▸ **Passage to read**:
..............................
PARENTING WITH RESPECT TO GROW YOUR RELATIONSHIPS.

pexels-photo-460032.jpeg

In astrology, it's said that an eclipse is looked upon as a turning point. Where I live, we had almost one hundred percent totality. Our most amazing friends drove 11 hours to witness this phenomenon and stayed with us for a few days. They have four children, whom Mom homeschools, ranging in age from four to eleven. These kids are something to behold, full of smiles, confidence, and endless pleases and thank yous. They are constantly drawing, reading, playing games, or generally being delightful. And that's just the kids. I haven't even gotten started on their parents.

Mama is ethereal, she has a gentle way about her and a humble, witty, refreshingly honest sense of humor. She effortlessly floats from child to child, sitting down to draw with one or play cards with another. They arrived with a slew of library books, and she very naturally expanded upon the lessons within, craftily turning it into a teaching moment. None of it felt hurried or like a chore. She was one hundred percent engaged, and this wasn't even homeschool, it was vacation. 

Dad handles the kids with an uncommon level of patience. He is gentle in his reprimands, which surface more like empathetic chats. When the kids talk to him, he's all ears, there's no half listening or hurrying the conversation along. He injects subtle humor, which remanifests in the kids and how they communicate with others.

All across the board, major parenting inspiration. Goals, people.

Now, I'm going to have to get really transparent about how witnessing all of that made me feel as a parent. In two words, inadequate and ashamed. While I could have internalized these sensations, I chose to instead use them as a tool to explore my own parenting.

What I realized is that I'm spending a whole lot of time wiping down countertops and making things clean, at the expense of my children. I really had to sit back and ask myself, "Am I wiping countertops for four hours per day (exaggerated for dramatic effect) because I'm a neat freak, or am I endlessly cleaning because it's an excuse to not engage?" Then, I have to follow that up with, "Do I not want to engage, or do I not know how to?" This leads me further in, "Am I afraid to engage?" "Is my need for perfection or, more accurately, my fear of a lack thereof, keeping me from checking in?" I also noticed an underlying fear of changing and what that might entail.

For me, it all comes back to that vulnerability. It's diffusive. If my image doesn't project like I've got it all together, then what will people think of me? More importantly, what will I think of me? Will I feel weak, not good enough, not worthy? 

We both know that no one really cares about my house being tidy or meticulously decorated. Sure, they notice, but it's probably not a major factor in whether or not I'm considered likeable. The only person who is judging me is ME.
..............................
▸ **Given information**:

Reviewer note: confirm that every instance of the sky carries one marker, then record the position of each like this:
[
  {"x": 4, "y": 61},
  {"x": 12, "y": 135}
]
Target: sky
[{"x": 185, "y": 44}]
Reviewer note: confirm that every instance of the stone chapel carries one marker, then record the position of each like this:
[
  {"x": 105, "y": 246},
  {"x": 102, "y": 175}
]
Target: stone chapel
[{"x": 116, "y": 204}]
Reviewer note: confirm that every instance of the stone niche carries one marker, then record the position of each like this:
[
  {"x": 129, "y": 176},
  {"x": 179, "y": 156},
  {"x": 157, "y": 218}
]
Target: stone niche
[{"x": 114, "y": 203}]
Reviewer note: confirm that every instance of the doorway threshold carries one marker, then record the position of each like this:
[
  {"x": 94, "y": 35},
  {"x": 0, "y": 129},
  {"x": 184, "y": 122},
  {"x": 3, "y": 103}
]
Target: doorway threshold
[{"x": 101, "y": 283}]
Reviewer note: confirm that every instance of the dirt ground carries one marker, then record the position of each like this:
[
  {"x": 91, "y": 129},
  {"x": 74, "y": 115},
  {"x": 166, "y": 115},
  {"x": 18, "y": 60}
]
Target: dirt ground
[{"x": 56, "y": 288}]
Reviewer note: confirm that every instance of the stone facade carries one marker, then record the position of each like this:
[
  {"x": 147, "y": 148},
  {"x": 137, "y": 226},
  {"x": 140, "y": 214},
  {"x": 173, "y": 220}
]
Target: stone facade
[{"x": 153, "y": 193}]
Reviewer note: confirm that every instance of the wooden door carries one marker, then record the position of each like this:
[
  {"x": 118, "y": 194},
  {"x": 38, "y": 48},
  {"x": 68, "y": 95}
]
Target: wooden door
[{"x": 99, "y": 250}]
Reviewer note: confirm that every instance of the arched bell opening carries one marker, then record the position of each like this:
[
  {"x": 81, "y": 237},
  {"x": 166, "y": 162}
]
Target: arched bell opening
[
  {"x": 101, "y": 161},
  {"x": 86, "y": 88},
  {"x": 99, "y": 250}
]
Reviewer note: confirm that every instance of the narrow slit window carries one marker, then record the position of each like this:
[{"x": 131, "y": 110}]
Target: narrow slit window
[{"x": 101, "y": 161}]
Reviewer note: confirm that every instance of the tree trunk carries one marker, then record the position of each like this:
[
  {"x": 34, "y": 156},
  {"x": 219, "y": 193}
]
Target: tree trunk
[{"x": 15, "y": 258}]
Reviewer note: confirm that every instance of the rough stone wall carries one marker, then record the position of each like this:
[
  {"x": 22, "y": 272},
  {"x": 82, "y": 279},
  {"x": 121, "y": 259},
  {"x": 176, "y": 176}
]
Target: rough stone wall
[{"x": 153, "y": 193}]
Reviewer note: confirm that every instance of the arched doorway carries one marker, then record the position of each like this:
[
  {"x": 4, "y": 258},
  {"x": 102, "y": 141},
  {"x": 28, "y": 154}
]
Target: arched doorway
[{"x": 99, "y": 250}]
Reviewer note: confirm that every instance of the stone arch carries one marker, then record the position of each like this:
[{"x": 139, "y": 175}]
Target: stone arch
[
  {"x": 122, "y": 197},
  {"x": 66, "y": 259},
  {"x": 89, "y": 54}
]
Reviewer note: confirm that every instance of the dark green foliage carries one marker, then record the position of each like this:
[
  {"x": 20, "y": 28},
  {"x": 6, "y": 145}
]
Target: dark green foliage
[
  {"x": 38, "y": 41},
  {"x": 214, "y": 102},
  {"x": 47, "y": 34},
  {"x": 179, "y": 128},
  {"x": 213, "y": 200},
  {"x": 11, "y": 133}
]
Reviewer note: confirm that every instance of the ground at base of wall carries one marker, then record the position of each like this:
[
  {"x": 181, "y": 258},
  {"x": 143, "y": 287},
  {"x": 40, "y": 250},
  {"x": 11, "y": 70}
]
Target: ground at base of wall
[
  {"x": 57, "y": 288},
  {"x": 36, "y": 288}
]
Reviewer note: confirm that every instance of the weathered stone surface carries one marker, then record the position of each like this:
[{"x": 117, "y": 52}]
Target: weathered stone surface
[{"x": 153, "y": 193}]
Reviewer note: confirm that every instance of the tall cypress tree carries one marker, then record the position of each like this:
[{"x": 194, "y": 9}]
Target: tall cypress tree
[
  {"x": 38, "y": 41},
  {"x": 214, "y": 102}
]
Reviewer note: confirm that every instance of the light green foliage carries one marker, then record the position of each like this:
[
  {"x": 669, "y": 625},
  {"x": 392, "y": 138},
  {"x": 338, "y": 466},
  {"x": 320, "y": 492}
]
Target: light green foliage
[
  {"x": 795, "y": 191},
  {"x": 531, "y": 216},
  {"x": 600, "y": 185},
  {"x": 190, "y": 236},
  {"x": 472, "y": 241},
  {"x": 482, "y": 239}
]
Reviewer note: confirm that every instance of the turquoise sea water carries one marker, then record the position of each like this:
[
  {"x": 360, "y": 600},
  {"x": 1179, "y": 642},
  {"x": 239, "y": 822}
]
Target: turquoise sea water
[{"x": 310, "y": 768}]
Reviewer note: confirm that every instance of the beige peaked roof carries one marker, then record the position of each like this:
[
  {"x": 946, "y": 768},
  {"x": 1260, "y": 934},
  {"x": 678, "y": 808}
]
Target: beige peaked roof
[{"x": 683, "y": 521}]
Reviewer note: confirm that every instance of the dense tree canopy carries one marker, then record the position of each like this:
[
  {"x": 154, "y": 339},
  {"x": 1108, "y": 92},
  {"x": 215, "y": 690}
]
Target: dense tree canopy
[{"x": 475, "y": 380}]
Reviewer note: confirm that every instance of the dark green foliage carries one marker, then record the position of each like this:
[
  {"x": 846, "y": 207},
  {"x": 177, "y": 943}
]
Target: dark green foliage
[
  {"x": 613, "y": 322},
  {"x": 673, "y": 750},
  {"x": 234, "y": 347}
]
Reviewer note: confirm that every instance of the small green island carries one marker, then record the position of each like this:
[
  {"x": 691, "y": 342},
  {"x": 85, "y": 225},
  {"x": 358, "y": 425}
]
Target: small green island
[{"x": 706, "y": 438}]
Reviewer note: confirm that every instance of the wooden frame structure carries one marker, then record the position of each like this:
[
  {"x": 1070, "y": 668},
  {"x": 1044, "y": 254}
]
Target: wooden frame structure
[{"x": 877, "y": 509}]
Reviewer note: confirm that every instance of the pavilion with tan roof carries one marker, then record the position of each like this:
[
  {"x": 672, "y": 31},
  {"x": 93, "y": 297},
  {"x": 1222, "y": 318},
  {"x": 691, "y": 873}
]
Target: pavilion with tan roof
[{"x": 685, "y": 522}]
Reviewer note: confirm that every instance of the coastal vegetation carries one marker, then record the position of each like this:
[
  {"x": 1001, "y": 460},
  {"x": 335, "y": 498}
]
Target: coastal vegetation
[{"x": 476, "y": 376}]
..............................
▸ **Directive**:
In the parenting essay, how long did the visiting friends drive to see the eclipse?

▸ **Answer in full**:
11 hours